* EXERCISE REQUIREMENTS
Starting at the line with "Reviewer note. Check that every instance of the blonde", retype each line exactly up to and including the final line of the records below.

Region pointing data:
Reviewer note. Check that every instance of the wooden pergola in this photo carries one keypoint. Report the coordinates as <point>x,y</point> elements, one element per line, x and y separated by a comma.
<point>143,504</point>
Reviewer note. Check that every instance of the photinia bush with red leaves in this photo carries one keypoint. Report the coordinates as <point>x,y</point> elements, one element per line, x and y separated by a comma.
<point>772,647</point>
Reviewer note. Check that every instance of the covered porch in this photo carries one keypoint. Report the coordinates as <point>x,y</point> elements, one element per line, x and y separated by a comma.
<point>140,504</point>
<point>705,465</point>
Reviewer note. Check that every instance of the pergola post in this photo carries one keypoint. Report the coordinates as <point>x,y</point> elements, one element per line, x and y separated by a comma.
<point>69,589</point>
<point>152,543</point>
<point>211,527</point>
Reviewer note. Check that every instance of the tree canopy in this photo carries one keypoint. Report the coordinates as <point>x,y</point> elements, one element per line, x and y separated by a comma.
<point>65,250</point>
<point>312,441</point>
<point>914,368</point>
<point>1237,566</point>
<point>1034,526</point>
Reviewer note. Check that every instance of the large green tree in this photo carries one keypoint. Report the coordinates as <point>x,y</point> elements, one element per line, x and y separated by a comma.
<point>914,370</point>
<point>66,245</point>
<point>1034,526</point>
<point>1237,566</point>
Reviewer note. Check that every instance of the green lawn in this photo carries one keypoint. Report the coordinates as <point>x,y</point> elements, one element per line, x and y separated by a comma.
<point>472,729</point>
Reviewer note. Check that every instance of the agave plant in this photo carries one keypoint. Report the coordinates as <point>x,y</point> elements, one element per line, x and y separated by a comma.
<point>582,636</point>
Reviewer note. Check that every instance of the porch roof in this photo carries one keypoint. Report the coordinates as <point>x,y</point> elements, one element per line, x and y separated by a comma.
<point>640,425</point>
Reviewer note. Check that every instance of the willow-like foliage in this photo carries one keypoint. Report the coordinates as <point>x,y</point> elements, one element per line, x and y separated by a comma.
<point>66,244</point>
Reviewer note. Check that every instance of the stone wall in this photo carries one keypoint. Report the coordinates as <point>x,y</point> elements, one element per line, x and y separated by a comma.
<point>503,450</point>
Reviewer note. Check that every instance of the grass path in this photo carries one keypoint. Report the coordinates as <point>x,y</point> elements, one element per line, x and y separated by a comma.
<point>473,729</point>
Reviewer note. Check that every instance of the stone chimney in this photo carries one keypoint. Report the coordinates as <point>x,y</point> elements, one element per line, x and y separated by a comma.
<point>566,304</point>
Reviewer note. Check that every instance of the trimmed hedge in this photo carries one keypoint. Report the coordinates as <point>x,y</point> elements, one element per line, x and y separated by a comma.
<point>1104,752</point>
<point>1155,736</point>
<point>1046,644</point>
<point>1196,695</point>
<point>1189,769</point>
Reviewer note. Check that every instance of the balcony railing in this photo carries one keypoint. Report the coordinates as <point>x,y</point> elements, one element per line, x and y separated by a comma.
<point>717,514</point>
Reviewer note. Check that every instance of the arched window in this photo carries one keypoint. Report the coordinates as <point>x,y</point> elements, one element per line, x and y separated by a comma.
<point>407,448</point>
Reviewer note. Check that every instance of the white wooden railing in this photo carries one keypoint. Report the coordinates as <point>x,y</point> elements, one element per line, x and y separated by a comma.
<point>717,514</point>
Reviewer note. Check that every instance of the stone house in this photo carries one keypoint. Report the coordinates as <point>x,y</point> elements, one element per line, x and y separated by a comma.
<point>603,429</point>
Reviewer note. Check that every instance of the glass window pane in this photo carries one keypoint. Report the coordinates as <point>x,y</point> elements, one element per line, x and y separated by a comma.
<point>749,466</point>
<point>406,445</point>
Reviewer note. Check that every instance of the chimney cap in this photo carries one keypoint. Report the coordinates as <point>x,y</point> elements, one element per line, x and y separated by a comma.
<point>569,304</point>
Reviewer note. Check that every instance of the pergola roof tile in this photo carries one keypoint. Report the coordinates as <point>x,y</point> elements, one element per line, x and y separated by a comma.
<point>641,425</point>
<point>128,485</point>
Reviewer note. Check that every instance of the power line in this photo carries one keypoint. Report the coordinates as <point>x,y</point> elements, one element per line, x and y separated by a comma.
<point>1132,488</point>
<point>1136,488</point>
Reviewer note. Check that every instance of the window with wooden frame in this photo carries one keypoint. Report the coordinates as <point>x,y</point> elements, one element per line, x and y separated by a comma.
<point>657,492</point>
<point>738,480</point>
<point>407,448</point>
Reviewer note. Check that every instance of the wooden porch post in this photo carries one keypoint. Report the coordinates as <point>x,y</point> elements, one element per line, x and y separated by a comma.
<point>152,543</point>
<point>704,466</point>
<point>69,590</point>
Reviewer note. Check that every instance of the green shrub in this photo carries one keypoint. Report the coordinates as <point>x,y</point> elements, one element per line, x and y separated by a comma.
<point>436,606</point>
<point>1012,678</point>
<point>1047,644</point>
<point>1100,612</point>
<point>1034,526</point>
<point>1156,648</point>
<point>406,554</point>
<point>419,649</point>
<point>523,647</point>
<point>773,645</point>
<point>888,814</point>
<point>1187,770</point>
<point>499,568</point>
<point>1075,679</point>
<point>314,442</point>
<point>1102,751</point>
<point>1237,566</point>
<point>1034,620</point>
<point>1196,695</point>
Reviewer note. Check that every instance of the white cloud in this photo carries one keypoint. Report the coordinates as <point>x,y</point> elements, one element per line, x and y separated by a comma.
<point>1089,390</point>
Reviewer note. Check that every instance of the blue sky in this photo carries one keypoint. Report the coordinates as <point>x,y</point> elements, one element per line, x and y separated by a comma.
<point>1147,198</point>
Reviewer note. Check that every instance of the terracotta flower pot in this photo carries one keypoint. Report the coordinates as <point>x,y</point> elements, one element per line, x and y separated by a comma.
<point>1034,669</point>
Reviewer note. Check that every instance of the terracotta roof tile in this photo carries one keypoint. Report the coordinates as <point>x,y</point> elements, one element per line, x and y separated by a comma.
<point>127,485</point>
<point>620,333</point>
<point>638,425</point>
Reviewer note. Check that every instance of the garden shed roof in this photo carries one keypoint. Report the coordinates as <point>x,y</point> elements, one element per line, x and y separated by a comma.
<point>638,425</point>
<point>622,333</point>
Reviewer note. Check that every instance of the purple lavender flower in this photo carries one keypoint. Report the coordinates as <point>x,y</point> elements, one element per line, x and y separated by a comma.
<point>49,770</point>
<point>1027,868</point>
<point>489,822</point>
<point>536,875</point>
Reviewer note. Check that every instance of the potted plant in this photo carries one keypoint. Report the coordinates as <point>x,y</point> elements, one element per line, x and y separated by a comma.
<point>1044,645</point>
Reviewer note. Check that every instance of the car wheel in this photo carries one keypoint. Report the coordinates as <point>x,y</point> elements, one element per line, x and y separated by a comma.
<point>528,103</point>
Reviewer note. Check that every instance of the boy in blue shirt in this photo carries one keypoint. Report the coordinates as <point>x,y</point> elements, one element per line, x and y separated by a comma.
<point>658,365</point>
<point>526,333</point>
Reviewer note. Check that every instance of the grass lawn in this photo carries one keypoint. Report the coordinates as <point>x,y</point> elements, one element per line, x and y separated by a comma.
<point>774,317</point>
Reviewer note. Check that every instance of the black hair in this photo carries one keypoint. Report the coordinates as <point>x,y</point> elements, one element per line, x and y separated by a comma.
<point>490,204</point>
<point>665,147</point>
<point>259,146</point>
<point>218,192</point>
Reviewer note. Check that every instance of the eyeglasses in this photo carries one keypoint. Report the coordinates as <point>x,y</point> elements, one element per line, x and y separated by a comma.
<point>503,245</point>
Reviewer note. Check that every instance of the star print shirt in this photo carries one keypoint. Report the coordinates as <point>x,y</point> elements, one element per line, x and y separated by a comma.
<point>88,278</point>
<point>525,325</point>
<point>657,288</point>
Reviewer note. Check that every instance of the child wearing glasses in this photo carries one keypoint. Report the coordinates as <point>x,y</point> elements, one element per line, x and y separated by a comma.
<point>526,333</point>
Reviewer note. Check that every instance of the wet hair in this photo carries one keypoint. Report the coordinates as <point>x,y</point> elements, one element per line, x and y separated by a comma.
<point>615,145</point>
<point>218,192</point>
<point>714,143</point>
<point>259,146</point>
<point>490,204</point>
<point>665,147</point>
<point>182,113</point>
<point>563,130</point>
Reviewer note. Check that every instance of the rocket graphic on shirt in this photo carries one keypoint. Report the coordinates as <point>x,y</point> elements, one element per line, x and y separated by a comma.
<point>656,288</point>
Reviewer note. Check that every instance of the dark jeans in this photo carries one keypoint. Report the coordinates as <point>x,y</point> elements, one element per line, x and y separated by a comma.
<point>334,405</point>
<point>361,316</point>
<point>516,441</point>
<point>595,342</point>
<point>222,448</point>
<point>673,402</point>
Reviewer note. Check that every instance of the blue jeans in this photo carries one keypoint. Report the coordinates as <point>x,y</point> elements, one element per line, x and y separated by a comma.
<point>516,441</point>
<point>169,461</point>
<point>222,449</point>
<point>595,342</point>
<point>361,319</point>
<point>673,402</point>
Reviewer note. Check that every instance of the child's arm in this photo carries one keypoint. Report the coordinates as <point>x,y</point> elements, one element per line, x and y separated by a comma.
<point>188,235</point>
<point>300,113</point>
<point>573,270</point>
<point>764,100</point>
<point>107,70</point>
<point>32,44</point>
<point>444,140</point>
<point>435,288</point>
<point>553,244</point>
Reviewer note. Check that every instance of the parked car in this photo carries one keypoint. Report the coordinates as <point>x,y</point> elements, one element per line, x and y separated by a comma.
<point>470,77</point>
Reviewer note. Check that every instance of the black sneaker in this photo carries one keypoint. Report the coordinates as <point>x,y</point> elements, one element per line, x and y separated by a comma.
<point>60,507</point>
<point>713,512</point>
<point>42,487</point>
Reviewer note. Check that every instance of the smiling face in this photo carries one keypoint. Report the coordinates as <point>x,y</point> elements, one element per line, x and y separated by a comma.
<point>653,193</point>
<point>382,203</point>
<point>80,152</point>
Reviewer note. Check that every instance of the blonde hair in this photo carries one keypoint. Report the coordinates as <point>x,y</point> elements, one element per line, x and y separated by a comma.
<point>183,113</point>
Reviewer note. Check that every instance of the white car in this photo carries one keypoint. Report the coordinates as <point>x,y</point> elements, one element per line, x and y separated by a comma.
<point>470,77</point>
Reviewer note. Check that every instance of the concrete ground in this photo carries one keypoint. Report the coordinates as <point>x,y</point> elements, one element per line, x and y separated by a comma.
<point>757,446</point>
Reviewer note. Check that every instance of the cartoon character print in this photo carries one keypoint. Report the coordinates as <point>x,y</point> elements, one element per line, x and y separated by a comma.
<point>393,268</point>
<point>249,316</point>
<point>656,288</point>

* EXERCISE SOLUTION
Reviewer note. Check that every instance of the blonde hair in this photo carries one keypoint. Report the coordinates as <point>x,y</point> elements, one element per line, x and y separated by a comma.
<point>183,113</point>
Reviewer note. Check that every instance of the white car in this photo carries one keypoint. Report the coordinates as <point>x,y</point> elements, one element per line, x and y separated by a comma.
<point>470,77</point>
Reviewer note. Check that every instance of the concrete ground in this photo carries one keypoint. Report the coordinates as <point>x,y</point> elements, one element per line, x and y separated by a comma.
<point>757,446</point>
Reviewer note. Check that every instance of the cartoon character print in this photo carries one keypoint. Report the coordinates as <point>x,y</point> elements, one element per line, x and y separated by a comma.
<point>393,268</point>
<point>249,316</point>
<point>656,288</point>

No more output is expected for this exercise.